» Supplied text:
In context, Paul was berating the gullible residents of Asia Minor (modern day Turkey) for accepting a theological framework which took something he felt was non-essential to the core message—like converting to Judaism—and making that a non-negotiable. To hear him talk, you’d think there was an official version of Christianity, when in reality at that point there already were as many Christianities as there were churches. His much headier version of the faith was only the latest revision, and I’m not personally convinced the Jerusalem crowd ever officially endorsed it.
The truth is that all religions evolve, including the ones perpetuated by those who think theirs descended straight from heaven, already perfect. By no means is the Christian faith an exception, although that’s not how people see it who write for the Desiring God website. It’s basically like midrash for followers of Reformed pastor John Piper, and they believe they preserve the only correct version of the Christian faith, which they believe has never changed in 2,000 years.

» Extracted records:
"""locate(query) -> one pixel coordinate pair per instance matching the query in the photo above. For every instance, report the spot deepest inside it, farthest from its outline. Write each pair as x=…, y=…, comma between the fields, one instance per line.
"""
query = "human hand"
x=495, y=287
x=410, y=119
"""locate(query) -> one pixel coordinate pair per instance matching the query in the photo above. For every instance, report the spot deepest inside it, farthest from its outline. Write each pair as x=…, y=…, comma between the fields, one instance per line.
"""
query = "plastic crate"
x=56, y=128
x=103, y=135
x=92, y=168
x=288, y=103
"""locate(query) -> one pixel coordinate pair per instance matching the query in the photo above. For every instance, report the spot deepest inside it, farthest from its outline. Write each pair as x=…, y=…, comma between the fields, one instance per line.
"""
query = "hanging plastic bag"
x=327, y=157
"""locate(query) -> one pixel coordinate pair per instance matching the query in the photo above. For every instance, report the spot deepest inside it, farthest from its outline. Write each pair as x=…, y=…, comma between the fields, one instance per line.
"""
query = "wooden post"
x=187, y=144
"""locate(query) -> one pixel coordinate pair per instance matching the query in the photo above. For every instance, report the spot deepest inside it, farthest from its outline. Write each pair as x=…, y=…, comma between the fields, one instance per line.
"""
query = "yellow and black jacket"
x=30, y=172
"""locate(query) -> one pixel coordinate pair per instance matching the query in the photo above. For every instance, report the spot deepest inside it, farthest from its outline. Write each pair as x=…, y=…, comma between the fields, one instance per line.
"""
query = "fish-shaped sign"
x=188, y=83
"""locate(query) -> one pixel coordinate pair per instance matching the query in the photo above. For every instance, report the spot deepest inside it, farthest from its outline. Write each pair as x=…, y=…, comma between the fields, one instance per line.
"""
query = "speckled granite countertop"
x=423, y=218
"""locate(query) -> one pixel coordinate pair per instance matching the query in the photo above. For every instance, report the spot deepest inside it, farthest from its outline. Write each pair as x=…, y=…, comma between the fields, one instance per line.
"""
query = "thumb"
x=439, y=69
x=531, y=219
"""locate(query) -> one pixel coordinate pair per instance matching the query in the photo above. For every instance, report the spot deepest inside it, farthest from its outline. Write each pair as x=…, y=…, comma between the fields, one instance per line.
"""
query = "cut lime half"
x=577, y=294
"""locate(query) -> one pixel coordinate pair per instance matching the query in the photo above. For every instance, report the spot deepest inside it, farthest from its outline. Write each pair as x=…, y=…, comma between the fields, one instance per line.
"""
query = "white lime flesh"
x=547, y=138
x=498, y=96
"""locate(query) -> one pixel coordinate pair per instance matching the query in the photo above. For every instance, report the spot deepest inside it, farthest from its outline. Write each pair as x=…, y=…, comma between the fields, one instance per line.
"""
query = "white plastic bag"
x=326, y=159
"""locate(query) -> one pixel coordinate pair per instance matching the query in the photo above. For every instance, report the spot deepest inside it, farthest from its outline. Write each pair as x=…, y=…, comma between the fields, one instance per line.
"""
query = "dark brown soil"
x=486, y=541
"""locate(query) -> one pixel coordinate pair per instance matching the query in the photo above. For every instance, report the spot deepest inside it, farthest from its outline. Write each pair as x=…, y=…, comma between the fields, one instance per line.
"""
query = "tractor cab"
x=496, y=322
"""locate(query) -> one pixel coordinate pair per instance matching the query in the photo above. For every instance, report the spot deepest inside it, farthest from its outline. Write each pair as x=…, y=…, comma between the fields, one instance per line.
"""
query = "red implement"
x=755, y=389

» Exercise details: Pick up the text about how religions evolve and carry it on from its last sentence. The rows above have no connection to the text on how religions evolve.

» Task output:
They say that, but to hear them talk you would think that something relatively recent has moved from the circumference to the center of their faith: preserving the patriarchal family structure. Not to put too fine a point on it, they seem to feel that the traditional American division of labor within the family is sacrosanct; in fact, the whole traditional American family structure is now essential to the gospel: One man…married to one woman…and the man calls the shots. The wife and kids (and dog) obey. End of discussion.
Deviating from this traditional view of gender roles amounts to apostasy; and in today’s cultural moment, evangelical Christians have decided they have been uniquely called of God to stand for this one thing more than anything else because, well…the reason why that’s happening should be a post of its own. Today I just want to look at one particular expression of this phenomenon.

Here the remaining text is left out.